____ Text provided

Geejay and others

From: André Szabolcs Szelp (
Date: Sun Jan 06 2008 - 16:01:26 CST

  • Next message: Doug Ewell: "Re: old Latin chars (was RE: Acceptable alembic…)"


    I have noticed that my previous email reached the list "too late" in some aspects, I apologise, but I'm receiving the list in digest mode and I do not wish to change that for the sake of my mailbox. I'll also combine answers to several posts, all loosly belonging to the Geejay discussion.

    Jeroen Ruigrok van der Werven wrote:
    > > I was wondering, whether it's Unicode's task to encode every single
    > > character ever printed, even if it was created on the fly for a
    > > single project...
    > And what if you want to make available such historical documents using an
    > electronic medium? The only option you have would be a scanned image (with
    > all its pros and cons) or an incomplete text due to certain glyphs being
    > replaced with non-equivalent ones.

    I do believe that for such really one-off, nonsystematic* characters in historic texts when encoding them digitally PUA characters should be used with accompanying metadata in form of illustrations or descriptions. This is usually not a problem, as if the text is a citation in a larger work, the main text of the larger work presents a chance to communicate the meta-information to the reader, but also for larger bodies of letter-faithful reprints some accompanying metainfo is usually provided (e.g. foreword), or README.txt, etc.etc.

    The most obvious meta-information is to create a custom font with bespoke glyph at given the PUA positon, however in the case of accomanying text describing the glyph or illustration with images, the data can be interpreted in lack of the specialised font as well.

    Also note that linguistic works in the 20th century when resolving the abbreviations and marks not used in current Latin script would provide the metainformation, somthing like this (quotation made up, but you find it all the time reading such editions, either such or illustrated with images):

    The character sequence [us] stands for the scribal abbreviation mark no. 1234 of Cappelli's catalogue, [rum] is the expansion of R rotunda with crossed descender.

        Temp[us] edax re[rum]

    This sentence means 'Time is the devourer of things'. [...]

    Don't misunderstand, I fully support encoding of common scribal abbreviation marks (and if I understand they made it to 5.1?), but the discussion was about one-off characters; I do champion that they should be PUA encoded.

________
____ Stored rows

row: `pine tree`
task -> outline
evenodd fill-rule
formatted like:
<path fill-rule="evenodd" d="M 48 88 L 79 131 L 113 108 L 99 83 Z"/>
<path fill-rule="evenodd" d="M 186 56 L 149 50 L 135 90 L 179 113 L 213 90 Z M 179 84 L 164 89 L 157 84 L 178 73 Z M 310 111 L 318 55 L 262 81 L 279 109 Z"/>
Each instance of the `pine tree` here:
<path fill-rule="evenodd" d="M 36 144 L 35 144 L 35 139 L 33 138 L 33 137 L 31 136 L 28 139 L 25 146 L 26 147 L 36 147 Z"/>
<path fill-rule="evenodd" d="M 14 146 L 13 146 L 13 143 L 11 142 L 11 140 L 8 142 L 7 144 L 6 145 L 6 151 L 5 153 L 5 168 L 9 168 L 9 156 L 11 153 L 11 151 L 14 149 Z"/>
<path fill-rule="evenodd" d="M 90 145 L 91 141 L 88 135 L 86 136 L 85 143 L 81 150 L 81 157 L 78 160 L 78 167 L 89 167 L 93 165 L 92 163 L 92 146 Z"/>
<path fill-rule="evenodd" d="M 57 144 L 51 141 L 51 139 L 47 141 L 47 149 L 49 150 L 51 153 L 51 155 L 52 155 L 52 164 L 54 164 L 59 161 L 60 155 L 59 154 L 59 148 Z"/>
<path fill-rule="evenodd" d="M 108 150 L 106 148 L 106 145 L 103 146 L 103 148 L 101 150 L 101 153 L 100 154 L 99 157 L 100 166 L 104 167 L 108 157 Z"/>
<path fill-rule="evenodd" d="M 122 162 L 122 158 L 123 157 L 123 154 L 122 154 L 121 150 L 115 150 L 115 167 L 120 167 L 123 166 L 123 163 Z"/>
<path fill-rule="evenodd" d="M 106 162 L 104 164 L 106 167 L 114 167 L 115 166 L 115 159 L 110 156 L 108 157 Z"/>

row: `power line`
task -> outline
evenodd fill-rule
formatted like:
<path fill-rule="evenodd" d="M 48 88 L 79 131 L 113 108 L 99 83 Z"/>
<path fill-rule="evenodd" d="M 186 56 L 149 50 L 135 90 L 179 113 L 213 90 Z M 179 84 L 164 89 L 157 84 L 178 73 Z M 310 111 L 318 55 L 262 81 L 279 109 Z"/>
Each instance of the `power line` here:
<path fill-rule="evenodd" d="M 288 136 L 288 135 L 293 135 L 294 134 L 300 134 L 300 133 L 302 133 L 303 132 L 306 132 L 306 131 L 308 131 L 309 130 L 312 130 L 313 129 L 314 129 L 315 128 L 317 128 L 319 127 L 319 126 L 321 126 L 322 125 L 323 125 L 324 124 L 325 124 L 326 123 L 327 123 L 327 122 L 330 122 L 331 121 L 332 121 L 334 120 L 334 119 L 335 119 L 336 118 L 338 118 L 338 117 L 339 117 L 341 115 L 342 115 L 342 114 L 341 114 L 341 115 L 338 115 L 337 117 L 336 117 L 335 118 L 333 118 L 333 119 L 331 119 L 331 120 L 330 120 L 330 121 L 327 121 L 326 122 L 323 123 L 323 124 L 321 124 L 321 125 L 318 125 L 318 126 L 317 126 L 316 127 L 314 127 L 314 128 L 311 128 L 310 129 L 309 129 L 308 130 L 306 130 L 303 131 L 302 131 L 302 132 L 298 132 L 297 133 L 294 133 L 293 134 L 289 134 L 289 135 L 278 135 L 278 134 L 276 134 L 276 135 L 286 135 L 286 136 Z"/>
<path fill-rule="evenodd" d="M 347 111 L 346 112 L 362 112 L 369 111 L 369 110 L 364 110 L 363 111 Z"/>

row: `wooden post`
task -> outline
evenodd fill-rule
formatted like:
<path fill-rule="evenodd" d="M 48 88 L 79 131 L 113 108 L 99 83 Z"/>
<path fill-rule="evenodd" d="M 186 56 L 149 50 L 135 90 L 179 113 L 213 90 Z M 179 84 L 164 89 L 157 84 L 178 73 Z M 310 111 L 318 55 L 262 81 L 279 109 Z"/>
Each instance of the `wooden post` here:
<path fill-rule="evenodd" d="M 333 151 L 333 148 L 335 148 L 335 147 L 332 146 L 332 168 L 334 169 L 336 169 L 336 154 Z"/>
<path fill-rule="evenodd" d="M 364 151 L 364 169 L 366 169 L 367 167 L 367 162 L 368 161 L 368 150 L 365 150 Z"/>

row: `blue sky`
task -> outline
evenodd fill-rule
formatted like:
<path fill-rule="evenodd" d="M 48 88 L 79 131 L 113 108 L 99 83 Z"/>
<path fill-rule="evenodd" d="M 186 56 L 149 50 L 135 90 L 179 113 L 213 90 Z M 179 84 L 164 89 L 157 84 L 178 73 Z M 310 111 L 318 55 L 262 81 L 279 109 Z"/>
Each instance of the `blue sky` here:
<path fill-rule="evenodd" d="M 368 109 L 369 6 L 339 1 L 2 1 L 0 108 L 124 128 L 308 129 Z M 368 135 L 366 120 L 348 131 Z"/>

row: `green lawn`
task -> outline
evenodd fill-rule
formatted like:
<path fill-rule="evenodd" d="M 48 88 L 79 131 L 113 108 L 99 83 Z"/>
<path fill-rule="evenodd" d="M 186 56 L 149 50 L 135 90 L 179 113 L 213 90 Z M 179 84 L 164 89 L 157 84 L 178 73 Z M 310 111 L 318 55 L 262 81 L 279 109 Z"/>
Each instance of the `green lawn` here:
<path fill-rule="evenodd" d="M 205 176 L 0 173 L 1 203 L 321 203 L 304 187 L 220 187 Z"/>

________

(Exercises):
(a) In the mailing list post, how does the writer receive the list?
(b) Reproduce the passage of the mailing list post between "Also note that" and "with crossed descender.", inclusive, switching "Cappelli's catalogue" to "Cappelli's lexicon".

(Written responses):
(a) In digest mode.

(b)
Also note that linguistic works in the 20th century when resolving the abbreviations and marks not used in current Latin script would provide the metainformation, somthing like this (quotation made up, but you find it all the time reading such editions, either such or illustrated with images):

    The character sequence [us] stands for the scribal abbreviation mark no. 1234 of Cappelli's lexicon, [rum] is the expansion of R rotunda with crossed descender.